> WHAT YOU WILL DO
• A. According to the biography of Frederick Le Gros Clark, what injuries did he suffer on the last day of the First World War?
• B. From the biography of Frederick Le Gros Clark, copy out the passage that begins at the words "English social and" and stops after "in both eyes.", putting "bursary" in place of "scholarship".
• C. Resume the biography of Frederick Le Gros Clark after the last sentence shown.

> GIVEN TEXT
* * * * * * * * *
- Born: 3 September 1892 Chislet, Kent, England
- Died: 22 September 1977 (aged 85) Cambridge, England
- Education: Blundell's School Balliol College, Oxford
- Occupation(s): Author, doctor, expert on malnutrition
- Relatives: Wilfrid Le Gros Clark (brother) Cyril Drummond Le Gros Clark (brother) Frederick Le Gros Clark (grandfather)

= Frederick Le Gros Clark (author) =

English social and industrial reformer

Frederick Le Gros Clark (3 September 1892 – 22 September 1977) was a British children's author, and an expert on malnutrition.

==Early life==
Frederick Le Gros Clark was born on 3 September 1892 in Chislet, Kent, England, the son of Rev. Edward Travers Clark, and his wife Ethel May. His grandfather was the surgeon Frederick Le Gros Clark (1811-1892).

He was awarded a scholarship for Blundell's School, Tiverton from 1906, and a scholarship to study Classics at Balliol College, Oxford in 1911, but did not complete his studies before his studies were halted by the War. He served throughout the First World War, and had an accident on the very last day, losing his right hand and his sight in both eyes.

In 1937, Clark and his wife Ida published The Adventures of the Little Pig (1937), a children's book with a left-wing political message. The book was praised by Sylvia Townsend Warner in Left News and Harry Pollitt in the Daily Worker.
* * * * * * * * *
> PROVIDED RECORDS

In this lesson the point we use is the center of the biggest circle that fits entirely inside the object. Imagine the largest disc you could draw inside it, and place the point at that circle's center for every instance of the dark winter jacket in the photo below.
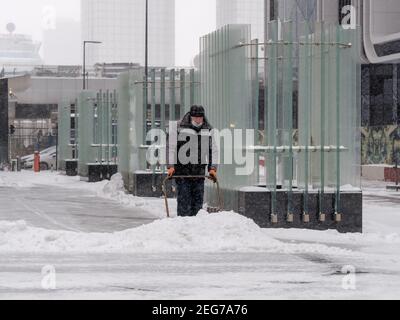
(205, 158)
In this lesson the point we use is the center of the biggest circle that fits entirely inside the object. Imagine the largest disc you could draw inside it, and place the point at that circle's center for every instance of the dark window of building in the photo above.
(380, 103)
(342, 4)
(34, 111)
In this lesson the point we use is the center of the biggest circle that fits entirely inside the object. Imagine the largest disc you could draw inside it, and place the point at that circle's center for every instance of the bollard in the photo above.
(19, 164)
(36, 162)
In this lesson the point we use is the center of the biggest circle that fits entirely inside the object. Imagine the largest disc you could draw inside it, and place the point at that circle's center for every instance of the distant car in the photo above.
(47, 159)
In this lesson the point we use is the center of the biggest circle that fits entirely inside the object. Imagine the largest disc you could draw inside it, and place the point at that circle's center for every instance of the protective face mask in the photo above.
(197, 125)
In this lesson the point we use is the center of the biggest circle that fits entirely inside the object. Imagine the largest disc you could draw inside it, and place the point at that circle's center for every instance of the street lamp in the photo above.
(84, 60)
(146, 67)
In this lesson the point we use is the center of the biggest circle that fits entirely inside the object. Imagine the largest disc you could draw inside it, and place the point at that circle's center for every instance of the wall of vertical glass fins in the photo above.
(311, 176)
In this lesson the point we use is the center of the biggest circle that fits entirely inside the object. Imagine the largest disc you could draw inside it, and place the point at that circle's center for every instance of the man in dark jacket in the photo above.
(197, 130)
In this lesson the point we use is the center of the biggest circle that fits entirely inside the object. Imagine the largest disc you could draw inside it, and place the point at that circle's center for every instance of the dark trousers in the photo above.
(190, 196)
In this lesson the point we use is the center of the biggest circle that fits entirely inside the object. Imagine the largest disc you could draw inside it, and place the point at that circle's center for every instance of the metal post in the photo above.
(84, 64)
(84, 61)
(146, 63)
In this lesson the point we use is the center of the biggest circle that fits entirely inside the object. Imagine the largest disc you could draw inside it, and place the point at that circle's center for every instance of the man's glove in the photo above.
(171, 172)
(213, 175)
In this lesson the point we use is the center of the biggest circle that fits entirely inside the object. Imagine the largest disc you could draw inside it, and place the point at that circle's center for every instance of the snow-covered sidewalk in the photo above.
(222, 255)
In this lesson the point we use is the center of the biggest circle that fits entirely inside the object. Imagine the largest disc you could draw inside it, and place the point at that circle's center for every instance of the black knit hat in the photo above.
(197, 111)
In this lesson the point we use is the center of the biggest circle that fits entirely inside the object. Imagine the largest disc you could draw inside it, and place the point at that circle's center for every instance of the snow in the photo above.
(223, 232)
(214, 256)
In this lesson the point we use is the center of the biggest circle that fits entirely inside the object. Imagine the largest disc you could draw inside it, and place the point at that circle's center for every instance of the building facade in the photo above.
(379, 25)
(18, 52)
(120, 26)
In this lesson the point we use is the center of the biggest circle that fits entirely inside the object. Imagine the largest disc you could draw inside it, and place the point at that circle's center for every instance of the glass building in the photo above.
(242, 12)
(380, 54)
(120, 26)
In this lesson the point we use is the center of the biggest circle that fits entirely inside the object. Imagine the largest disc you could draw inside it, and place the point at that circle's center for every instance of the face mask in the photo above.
(197, 125)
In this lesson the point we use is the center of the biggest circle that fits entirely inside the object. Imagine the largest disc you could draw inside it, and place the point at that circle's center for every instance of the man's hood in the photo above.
(186, 122)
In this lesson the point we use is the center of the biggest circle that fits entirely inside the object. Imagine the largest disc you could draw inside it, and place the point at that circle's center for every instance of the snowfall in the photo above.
(62, 238)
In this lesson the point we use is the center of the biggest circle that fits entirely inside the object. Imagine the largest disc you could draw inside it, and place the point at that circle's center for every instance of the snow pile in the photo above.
(222, 232)
(30, 179)
(114, 190)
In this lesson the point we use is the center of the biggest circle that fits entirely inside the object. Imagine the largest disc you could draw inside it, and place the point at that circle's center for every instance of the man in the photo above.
(203, 155)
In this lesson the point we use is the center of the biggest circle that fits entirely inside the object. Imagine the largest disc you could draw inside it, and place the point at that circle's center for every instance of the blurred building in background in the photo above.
(18, 52)
(120, 26)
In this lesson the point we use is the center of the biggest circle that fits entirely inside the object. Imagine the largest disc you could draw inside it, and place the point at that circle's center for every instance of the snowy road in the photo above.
(80, 230)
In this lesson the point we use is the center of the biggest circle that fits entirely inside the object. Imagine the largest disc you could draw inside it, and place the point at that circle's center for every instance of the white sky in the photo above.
(194, 18)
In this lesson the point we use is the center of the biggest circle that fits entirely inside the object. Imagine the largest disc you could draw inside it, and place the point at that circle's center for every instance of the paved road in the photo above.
(166, 276)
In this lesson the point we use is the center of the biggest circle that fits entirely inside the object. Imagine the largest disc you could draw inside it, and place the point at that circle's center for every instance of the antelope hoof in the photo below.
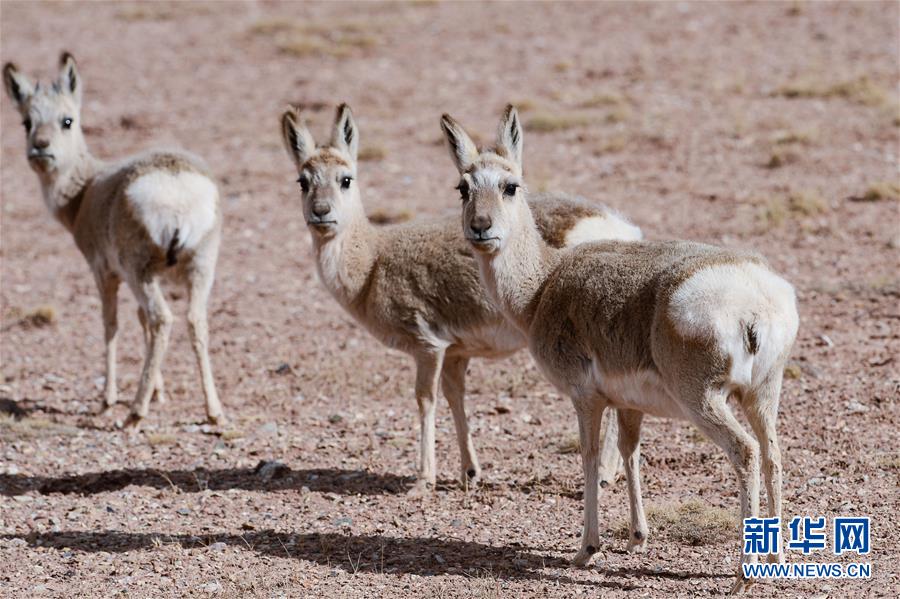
(638, 542)
(583, 557)
(421, 488)
(133, 422)
(471, 477)
(217, 419)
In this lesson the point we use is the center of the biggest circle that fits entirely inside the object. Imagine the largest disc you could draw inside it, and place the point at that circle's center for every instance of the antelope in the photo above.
(146, 218)
(414, 286)
(667, 328)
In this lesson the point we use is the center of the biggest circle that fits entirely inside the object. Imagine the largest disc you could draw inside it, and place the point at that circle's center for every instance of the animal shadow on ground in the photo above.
(279, 478)
(377, 554)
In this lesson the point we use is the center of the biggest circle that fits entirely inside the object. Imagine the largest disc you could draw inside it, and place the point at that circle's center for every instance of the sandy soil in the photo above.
(746, 125)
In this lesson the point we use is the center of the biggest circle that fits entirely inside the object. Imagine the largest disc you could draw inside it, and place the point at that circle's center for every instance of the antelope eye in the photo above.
(463, 189)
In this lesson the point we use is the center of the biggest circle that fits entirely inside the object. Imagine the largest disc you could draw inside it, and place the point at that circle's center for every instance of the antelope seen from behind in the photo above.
(152, 216)
(664, 328)
(415, 286)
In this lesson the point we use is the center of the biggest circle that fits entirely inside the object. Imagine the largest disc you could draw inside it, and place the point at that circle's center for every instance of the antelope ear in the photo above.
(298, 141)
(69, 80)
(17, 85)
(509, 135)
(462, 149)
(344, 135)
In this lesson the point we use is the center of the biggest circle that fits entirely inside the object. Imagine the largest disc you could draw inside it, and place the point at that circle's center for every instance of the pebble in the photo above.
(211, 587)
(269, 429)
(854, 407)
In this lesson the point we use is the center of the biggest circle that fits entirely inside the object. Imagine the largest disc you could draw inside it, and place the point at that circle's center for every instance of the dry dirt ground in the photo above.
(767, 126)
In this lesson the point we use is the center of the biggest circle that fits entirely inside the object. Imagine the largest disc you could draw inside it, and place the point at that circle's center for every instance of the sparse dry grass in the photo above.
(157, 439)
(780, 157)
(785, 137)
(611, 145)
(371, 153)
(793, 371)
(862, 90)
(604, 99)
(524, 104)
(798, 204)
(160, 11)
(339, 40)
(39, 316)
(384, 217)
(548, 122)
(32, 428)
(880, 191)
(692, 523)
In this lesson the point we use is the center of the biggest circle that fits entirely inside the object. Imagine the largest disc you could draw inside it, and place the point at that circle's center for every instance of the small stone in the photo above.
(283, 368)
(269, 429)
(211, 587)
(826, 341)
(854, 407)
(271, 469)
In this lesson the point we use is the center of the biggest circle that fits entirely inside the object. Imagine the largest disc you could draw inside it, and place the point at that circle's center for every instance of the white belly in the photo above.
(642, 390)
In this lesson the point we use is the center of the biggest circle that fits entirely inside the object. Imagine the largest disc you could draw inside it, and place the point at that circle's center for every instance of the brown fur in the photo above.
(89, 198)
(415, 286)
(646, 327)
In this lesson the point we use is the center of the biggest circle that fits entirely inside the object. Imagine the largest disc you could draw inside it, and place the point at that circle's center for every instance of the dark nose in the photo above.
(480, 224)
(320, 209)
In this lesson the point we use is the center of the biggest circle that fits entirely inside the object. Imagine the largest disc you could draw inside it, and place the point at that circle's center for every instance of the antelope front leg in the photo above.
(453, 380)
(714, 418)
(428, 368)
(108, 286)
(159, 395)
(630, 448)
(590, 412)
(159, 321)
(610, 457)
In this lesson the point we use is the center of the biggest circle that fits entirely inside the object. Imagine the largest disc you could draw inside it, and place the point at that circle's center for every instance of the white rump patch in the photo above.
(719, 303)
(599, 228)
(163, 202)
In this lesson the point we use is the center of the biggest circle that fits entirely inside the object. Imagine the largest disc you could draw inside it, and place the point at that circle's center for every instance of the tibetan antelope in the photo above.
(415, 286)
(152, 216)
(664, 328)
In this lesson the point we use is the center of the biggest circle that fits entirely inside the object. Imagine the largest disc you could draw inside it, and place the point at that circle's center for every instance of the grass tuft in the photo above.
(338, 40)
(12, 429)
(692, 523)
(371, 153)
(548, 122)
(861, 90)
(880, 191)
(383, 217)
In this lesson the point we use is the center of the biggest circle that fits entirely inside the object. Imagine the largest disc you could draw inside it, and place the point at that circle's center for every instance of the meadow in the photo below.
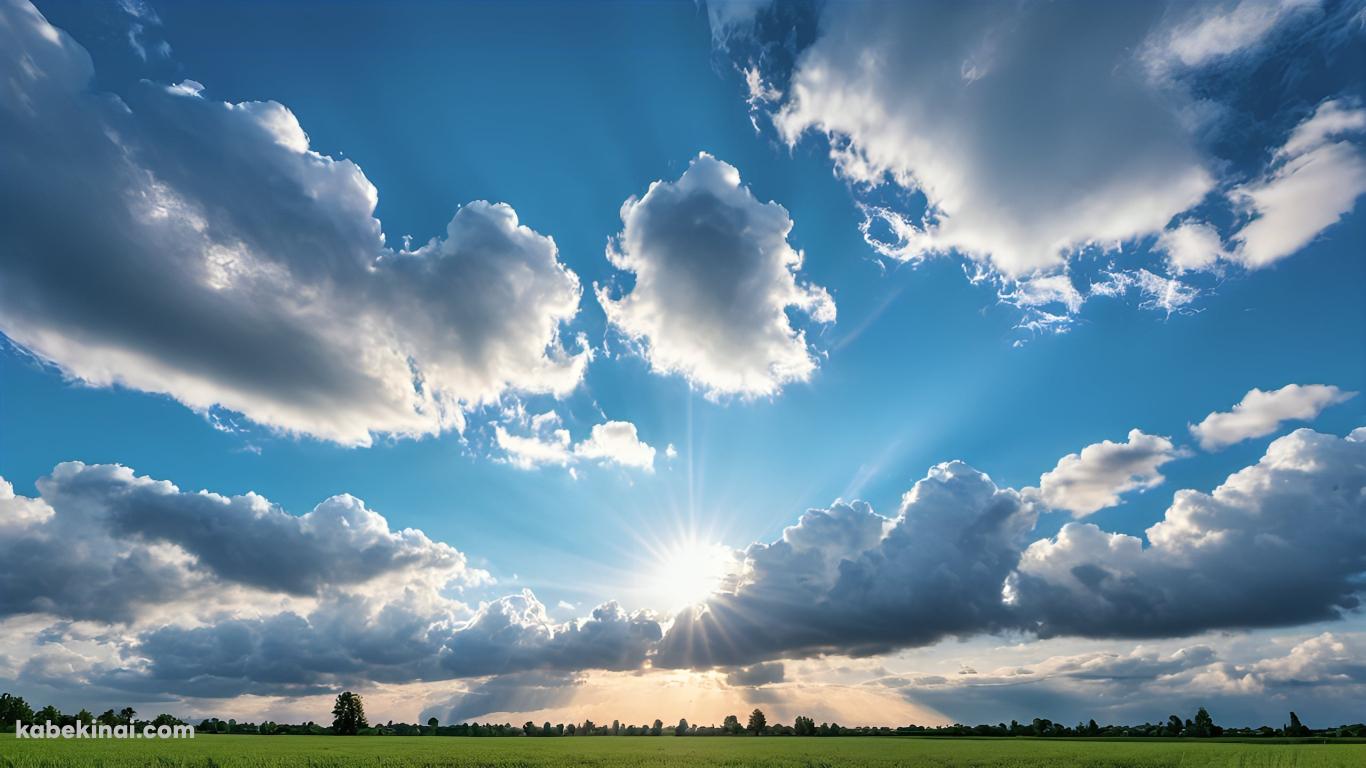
(667, 752)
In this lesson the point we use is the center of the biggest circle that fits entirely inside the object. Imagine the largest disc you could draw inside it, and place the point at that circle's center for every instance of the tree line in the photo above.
(349, 719)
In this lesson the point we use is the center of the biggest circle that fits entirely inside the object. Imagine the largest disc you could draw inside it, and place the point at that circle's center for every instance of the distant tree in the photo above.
(349, 714)
(1204, 724)
(1174, 726)
(14, 709)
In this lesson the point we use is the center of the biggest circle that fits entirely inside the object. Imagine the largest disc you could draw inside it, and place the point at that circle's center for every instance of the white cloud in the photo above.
(1221, 29)
(715, 278)
(1190, 246)
(1101, 473)
(1277, 543)
(1314, 181)
(616, 442)
(611, 442)
(201, 249)
(1261, 413)
(1021, 167)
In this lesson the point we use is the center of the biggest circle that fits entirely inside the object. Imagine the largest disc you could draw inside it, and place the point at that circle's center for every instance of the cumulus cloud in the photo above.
(757, 675)
(1101, 473)
(1279, 543)
(611, 442)
(715, 279)
(1261, 413)
(1018, 167)
(114, 544)
(1314, 181)
(1191, 245)
(283, 606)
(174, 243)
(848, 581)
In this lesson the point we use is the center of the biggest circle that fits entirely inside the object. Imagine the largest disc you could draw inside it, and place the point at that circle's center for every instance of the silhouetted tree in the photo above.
(349, 714)
(1204, 724)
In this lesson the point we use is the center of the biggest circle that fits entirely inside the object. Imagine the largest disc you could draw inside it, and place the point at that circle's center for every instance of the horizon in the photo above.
(872, 362)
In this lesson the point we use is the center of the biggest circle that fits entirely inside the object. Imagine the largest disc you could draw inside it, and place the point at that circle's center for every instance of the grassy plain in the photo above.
(668, 752)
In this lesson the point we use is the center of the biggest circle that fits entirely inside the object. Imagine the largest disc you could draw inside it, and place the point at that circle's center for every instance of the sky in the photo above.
(876, 362)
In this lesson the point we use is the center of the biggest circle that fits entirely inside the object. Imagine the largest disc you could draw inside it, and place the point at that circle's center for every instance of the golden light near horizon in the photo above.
(689, 571)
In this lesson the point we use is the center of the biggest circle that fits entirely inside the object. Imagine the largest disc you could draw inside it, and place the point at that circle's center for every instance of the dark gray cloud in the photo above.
(836, 582)
(1279, 543)
(523, 692)
(757, 675)
(174, 243)
(351, 640)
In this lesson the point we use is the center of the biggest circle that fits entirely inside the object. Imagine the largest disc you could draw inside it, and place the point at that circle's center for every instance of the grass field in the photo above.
(622, 752)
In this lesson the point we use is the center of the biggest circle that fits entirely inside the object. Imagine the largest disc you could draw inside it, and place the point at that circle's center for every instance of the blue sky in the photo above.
(566, 112)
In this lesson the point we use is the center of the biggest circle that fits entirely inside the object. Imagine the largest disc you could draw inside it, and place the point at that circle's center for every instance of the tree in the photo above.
(1204, 724)
(14, 709)
(349, 715)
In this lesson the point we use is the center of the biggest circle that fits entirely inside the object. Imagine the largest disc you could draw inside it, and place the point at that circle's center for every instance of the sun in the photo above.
(689, 573)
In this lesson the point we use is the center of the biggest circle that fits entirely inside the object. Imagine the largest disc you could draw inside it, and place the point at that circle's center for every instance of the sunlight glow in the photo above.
(689, 573)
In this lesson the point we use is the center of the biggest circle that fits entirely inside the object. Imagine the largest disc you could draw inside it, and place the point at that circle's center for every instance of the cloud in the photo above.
(174, 243)
(1261, 413)
(1314, 181)
(848, 581)
(1279, 543)
(198, 595)
(523, 692)
(609, 443)
(1019, 166)
(616, 442)
(715, 279)
(1217, 30)
(756, 675)
(114, 545)
(1101, 473)
(1190, 246)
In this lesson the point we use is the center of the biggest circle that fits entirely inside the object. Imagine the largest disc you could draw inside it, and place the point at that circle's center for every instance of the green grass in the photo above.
(630, 752)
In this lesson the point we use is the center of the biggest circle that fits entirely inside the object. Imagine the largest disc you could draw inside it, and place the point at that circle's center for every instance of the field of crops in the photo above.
(405, 752)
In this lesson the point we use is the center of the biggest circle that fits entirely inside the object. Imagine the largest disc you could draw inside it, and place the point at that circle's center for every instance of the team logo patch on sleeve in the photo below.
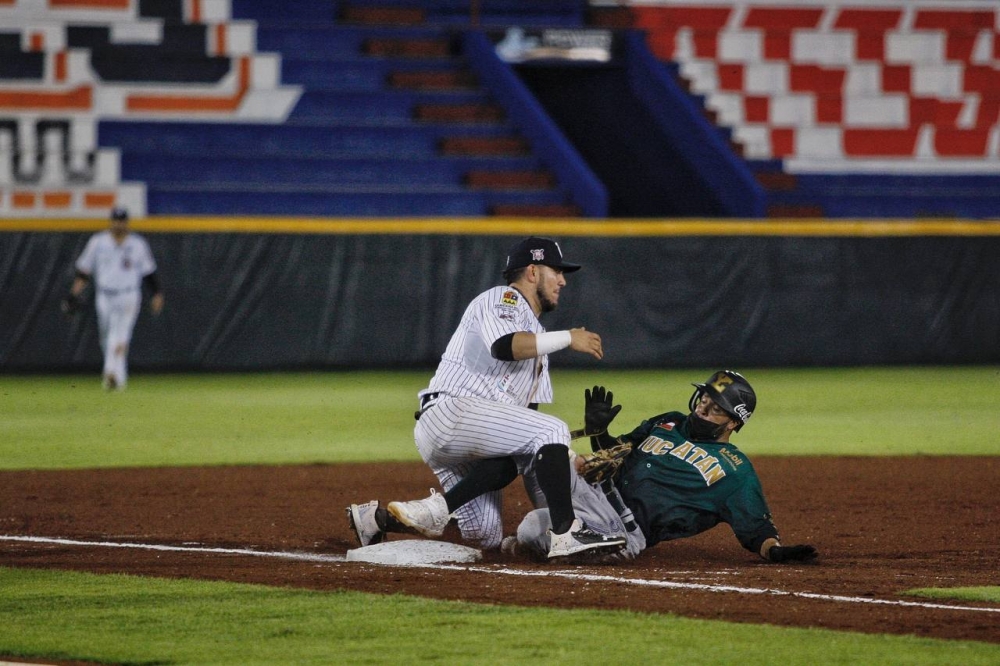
(510, 298)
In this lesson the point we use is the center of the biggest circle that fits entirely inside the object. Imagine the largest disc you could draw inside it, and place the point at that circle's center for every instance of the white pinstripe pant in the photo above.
(455, 432)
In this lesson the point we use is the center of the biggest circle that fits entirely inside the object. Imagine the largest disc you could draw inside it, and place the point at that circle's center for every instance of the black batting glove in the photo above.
(70, 304)
(803, 553)
(599, 410)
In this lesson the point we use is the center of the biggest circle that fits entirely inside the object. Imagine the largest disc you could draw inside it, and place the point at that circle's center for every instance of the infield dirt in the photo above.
(882, 526)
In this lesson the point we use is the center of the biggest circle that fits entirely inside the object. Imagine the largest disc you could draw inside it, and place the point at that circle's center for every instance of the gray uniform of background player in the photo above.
(482, 408)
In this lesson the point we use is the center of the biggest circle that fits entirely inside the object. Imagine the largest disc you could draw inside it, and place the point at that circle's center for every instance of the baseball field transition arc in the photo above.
(882, 525)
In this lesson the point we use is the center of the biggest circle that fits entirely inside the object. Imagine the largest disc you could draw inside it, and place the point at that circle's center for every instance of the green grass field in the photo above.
(52, 422)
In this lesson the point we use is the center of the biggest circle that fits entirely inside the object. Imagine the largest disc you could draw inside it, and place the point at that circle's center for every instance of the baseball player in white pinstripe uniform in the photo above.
(478, 426)
(119, 262)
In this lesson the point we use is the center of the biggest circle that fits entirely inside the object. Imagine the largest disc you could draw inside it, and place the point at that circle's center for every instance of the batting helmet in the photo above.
(730, 391)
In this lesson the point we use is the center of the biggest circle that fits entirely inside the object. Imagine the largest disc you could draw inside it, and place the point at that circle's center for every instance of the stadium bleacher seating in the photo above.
(848, 110)
(258, 107)
(373, 107)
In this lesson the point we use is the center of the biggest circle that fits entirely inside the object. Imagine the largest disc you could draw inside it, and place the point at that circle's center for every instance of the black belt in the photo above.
(426, 401)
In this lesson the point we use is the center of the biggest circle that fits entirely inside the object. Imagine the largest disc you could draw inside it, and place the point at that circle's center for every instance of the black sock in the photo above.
(552, 472)
(486, 475)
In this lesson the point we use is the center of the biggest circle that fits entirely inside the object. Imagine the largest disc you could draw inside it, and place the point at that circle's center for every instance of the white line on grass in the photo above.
(640, 582)
(305, 557)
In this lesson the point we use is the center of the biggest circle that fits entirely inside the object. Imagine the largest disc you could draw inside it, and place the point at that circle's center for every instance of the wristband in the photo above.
(546, 343)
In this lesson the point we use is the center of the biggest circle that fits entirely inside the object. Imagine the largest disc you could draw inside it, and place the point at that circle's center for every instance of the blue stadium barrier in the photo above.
(429, 171)
(351, 202)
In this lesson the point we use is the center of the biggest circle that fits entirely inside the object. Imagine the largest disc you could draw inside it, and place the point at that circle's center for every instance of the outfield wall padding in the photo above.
(248, 301)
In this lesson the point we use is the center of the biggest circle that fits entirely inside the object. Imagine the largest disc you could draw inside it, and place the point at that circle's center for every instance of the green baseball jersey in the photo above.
(678, 488)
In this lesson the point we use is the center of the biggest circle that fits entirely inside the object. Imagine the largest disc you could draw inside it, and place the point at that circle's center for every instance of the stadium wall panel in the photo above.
(259, 294)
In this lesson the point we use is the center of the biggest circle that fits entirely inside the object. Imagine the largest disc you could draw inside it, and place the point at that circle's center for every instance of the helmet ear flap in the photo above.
(695, 397)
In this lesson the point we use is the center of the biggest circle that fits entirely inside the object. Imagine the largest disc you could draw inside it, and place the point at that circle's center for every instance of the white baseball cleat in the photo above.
(428, 516)
(509, 547)
(579, 538)
(362, 519)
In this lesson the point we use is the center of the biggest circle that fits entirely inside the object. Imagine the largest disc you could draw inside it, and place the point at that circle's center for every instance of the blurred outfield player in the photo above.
(478, 426)
(119, 262)
(681, 477)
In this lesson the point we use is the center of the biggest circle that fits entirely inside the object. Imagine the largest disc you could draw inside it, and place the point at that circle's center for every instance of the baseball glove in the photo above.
(604, 464)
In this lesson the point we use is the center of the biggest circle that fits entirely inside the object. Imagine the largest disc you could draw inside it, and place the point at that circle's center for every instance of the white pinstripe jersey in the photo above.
(467, 367)
(114, 266)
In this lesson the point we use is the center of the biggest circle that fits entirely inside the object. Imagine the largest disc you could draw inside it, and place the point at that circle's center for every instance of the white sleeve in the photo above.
(148, 262)
(498, 314)
(87, 261)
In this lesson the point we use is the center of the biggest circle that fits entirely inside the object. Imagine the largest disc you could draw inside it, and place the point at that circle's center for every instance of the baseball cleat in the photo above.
(362, 519)
(428, 516)
(509, 547)
(579, 539)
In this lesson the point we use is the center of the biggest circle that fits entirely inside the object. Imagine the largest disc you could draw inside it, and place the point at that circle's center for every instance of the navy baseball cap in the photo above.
(536, 250)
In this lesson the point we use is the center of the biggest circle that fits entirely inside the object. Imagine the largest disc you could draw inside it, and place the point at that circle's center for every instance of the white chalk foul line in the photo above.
(305, 557)
(703, 587)
(639, 582)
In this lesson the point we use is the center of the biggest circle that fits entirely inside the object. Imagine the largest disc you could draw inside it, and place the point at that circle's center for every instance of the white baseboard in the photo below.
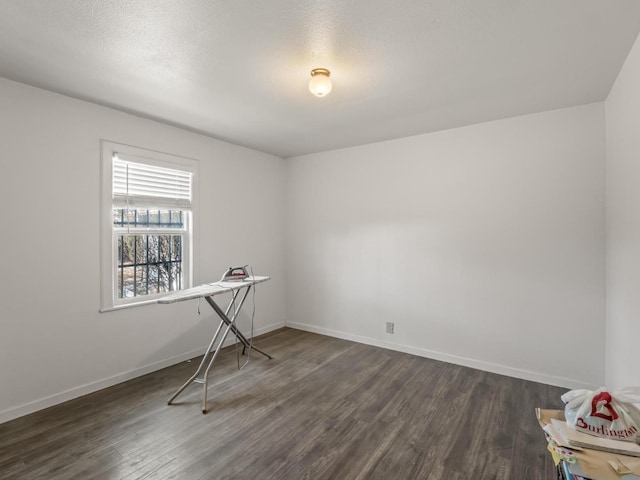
(56, 398)
(445, 357)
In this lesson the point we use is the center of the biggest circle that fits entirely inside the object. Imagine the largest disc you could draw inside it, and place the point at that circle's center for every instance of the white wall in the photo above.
(54, 344)
(623, 224)
(484, 244)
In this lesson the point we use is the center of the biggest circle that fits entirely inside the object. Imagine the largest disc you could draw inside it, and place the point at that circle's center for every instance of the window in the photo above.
(147, 224)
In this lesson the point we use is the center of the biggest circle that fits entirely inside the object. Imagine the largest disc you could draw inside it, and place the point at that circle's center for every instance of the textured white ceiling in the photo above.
(238, 69)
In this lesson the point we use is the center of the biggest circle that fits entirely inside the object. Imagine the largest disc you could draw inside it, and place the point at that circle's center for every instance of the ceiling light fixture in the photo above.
(320, 83)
* * * * * * * * *
> WRITTEN RESPONSES
• A. He lost his right hand and his sight in both eyes.

• B.
English social and industrial reformer

Frederick Le Gros Clark (3 September 1892 – 22 September 1977) was a British children's author, and an expert on malnutrition.

==Early life==
Frederick Le Gros Clark was born on 3 September 1892 in Chislet, Kent, England, the son of Rev. Edward Travers Clark, and his wife Ethel May. His grandfather was the surgeon Frederick Le Gros Clark (1811-1892).

He was awarded a bursary for Blundell's School, Tiverton from 1906, and a bursary to study Classics at Balliol College, Oxford in 1911, but did not complete his studies before his studies were halted by the War. He served throughout the First World War, and had an accident on the very last day, losing his right hand and his sight in both eyes.

• C.
His brother was Sir Wilfrid Le Gros Clark, Professor of Anatomy at the University of Oxford and the University of London.

==Career==
In the 1930s he became aware of the problems caused by malnutrition and worked to improve children's health through the provision of school meals and milk. In 1938 he became secretary of The Children's Nutrition Council, and in 1939, he co-wrote "Our Food Problem and Its Relation to Our National Defences". In 1976 he was interviewed by the historian, Brian Harrison as part of his Suffrage Interviews project, titled Oral evidence on the suffragette and suffragist movements: the Brian Harrison interviews, which includes discussion of his work with Eva Hubback and Eleanor Rathbone on campaigns and committees to improve the nutrition of children.

==Publications==
- Apparition (1928) - adult novel
- Between Two Men (1935) - adult novel
- The Adventures of the Little Pig (1937) - for children
- The Deep Shelter Mystery - for children
- Audrey in the Spring - for children
- Our Food problem and its relation to our National Defences, with RM Titmuss (1939)
- Editor of Four Thousand Million Mouths - Scientific Humanism and the Shadow of World Hunger (1959)
- Aging in Industry with A. C. Dunne (1956)
- Growing Old in a Mechanised World (1960)
- The Years Still Unexplored with F. S. Milligan (1964)
- Blinded in War for St Dunstan's Foundation (1969)

==Personal life==
He married Ida Clark. His second wife was Winifred.

Le Gros Clark died in Cambridge on 22 September 1977, aged 85.